──────── Text passage

This can be easier implemented for members who stay with a single retirement administrator or solution provider by keeping the engagement alive over many years or decades. The administrator’s engagement strategy incorporates these steps into their financial literacy program to aid members with gentle nudges along the life income journey. 

This all sounds great in theory but how do we apply it in practice? Thankfully, today’s technology has given us what could only be called magic just a couple of years ago. The new engagement models, rendered possible by technology, allow for a two-way conversation across a range of topics in finance. The engagement gives us an opportunity to learn about financial knowledge & perception of participants at a low cost and at scale. It helps with personalization of the message and member education in the right area, at the right time and with the right language. One could almost say literacy becomes a circular process! 

Through engagement strategies, users learn about finance and we learn about their needs, desires and expectations which again feeds back to products, education and member engagement provided. And AI will be at the front, back and center of it with some of the following implementation steps:

  • Conversational AI to test for certain behavioral biases at scale
  • Machine learning (ML) for segmentation of members into different categories
  • Personalization of further engagement steps based on the feedback received 
  • ML-based optimization to offer appropriate products and help with decision making

2 – Image by DALL-E

Given that research in the field of psychology and behavioral sciences has resulted in significant improvements for individuals in certain areas of finance, transferring those insights to the decumulation space is certainly within reach. However, to make this happen, a concerted multidisciplinary approach is required based on a more holistic financial literacy framework which is brought to life with the latest tested and secure technology. 

We have used ChatGPT - with citations - for this article mostly to get it interested in the decumulation topic. Out of curiosity, we also asked ChatGPT an important question about the future of this field.

Do you believe the challenges in decumulation can be better addressed by AI or humans?

The challenges in decumulation are best addressed by a combination of AI and human expertise. While AI can provide valuable insights and recommendations based on data analysis, human judgment and decision-making are necessary for navigating complex and emotionally charged retirement income planning decisions. A combined approach that integrates AI tools and human expertise is likely to be the most effective way to address the challenges in decumulation.

────────────────
──────── Given information

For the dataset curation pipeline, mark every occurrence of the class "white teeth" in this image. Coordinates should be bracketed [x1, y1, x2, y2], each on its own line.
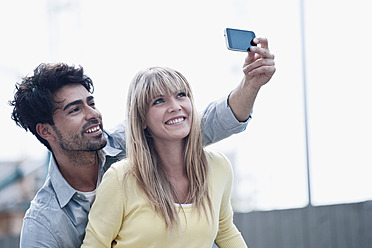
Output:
[167, 117, 183, 125]
[86, 126, 100, 133]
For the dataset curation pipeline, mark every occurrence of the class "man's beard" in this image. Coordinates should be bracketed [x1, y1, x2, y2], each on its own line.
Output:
[53, 126, 107, 152]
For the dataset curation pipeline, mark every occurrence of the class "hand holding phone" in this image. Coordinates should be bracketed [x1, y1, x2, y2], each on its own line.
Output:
[225, 28, 256, 52]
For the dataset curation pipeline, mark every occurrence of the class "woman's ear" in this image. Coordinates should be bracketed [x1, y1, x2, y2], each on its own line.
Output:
[36, 123, 55, 141]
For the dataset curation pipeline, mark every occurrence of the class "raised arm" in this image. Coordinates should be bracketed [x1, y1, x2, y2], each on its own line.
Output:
[201, 38, 275, 145]
[228, 38, 276, 121]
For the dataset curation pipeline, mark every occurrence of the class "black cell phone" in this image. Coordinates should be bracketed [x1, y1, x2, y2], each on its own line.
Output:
[225, 28, 256, 52]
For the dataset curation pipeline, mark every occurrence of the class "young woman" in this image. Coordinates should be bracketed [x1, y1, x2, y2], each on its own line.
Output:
[82, 67, 246, 248]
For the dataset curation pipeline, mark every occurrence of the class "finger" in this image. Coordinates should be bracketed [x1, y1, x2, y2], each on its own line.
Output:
[251, 47, 274, 59]
[253, 37, 269, 50]
[244, 52, 255, 65]
[248, 66, 276, 76]
[243, 59, 275, 73]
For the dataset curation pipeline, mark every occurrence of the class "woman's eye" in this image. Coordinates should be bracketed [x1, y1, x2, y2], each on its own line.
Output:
[152, 98, 164, 105]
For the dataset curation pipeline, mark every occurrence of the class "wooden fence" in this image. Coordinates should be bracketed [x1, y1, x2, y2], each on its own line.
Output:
[234, 201, 372, 248]
[0, 201, 372, 248]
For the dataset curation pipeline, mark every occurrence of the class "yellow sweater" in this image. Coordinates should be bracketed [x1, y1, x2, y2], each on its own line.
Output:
[82, 152, 247, 248]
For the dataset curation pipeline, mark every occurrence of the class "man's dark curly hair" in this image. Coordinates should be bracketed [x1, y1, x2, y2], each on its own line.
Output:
[9, 63, 94, 151]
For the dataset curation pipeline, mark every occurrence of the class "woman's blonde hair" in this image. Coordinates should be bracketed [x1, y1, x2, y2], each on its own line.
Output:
[126, 67, 213, 229]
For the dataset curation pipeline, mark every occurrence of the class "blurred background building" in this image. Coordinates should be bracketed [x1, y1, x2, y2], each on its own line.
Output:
[0, 0, 372, 248]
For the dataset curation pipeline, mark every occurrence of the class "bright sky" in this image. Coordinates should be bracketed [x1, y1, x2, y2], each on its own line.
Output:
[0, 0, 372, 210]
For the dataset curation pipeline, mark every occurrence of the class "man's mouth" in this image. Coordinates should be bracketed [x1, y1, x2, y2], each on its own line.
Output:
[85, 125, 101, 133]
[165, 117, 186, 125]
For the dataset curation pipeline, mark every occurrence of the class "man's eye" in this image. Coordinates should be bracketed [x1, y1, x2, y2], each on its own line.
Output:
[68, 107, 80, 114]
[177, 92, 186, 97]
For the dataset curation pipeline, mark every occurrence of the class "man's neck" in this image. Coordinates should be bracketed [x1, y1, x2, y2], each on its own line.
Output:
[54, 151, 99, 192]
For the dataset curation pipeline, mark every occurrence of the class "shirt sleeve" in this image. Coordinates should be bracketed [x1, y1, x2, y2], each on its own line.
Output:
[201, 96, 251, 146]
[216, 154, 247, 248]
[19, 218, 58, 248]
[81, 164, 124, 248]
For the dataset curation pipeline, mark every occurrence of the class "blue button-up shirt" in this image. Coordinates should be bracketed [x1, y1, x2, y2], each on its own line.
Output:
[20, 98, 250, 248]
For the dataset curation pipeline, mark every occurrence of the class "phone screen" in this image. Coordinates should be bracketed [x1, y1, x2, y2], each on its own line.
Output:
[225, 28, 256, 52]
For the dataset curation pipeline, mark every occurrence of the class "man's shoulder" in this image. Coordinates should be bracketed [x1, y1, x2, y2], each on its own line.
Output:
[25, 180, 61, 220]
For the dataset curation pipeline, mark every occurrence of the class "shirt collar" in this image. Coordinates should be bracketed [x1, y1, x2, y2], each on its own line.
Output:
[49, 151, 105, 208]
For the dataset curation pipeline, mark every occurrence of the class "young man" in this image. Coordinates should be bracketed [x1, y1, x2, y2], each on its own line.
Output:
[11, 38, 275, 247]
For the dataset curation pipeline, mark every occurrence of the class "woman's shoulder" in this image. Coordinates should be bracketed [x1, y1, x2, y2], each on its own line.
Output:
[103, 158, 134, 182]
[205, 150, 231, 170]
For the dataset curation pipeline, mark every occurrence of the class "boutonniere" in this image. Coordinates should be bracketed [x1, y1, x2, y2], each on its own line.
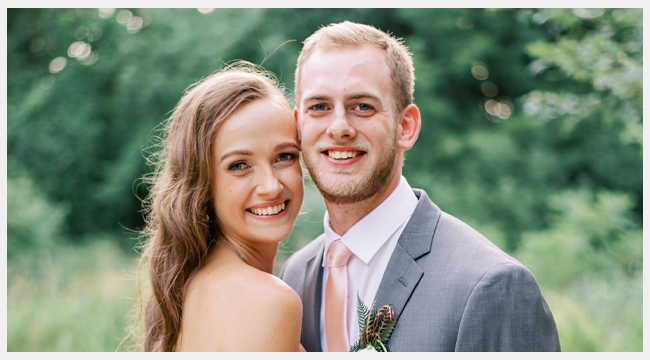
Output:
[350, 293, 397, 352]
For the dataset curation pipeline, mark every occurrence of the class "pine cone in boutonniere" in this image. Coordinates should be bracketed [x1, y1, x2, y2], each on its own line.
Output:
[350, 294, 397, 352]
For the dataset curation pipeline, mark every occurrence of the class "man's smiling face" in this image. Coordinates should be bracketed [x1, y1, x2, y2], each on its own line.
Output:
[294, 46, 400, 204]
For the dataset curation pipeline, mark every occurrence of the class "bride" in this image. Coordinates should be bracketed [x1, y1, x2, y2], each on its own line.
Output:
[141, 61, 304, 351]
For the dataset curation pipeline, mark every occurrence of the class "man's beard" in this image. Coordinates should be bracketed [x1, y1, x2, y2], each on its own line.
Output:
[303, 134, 399, 204]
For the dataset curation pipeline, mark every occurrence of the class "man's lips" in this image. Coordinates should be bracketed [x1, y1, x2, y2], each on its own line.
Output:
[323, 150, 366, 160]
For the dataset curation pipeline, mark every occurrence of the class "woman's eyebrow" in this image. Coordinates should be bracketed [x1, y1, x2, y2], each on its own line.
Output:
[275, 141, 300, 151]
[219, 150, 253, 162]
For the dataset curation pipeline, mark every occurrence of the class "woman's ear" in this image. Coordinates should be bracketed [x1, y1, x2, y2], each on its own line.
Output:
[397, 104, 422, 150]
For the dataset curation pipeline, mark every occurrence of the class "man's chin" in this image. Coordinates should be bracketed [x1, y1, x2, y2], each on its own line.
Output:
[314, 176, 374, 205]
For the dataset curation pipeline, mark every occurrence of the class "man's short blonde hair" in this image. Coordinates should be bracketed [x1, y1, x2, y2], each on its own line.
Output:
[295, 21, 415, 112]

────────────────

Exercise goal ▸
Answer these questions from the text on AI and retirement decumulation.
(a) What two uses of machine learning does the text list among its implementation steps?
(b) What does the text say is required to transfer behavioral science insights to the decumulation space?
(c) According to ChatGPT's reply, what best addresses the challenges in decumulation?

Task solution ▸
(a) Segmenting members into different categories, and optimization to offer appropriate products and help with decision making.
(b) A concerted multidisciplinary approach based on a more holistic financial literacy framework, brought to life with the latest tested and secure technology.
(c) A combination of AI and human expertise.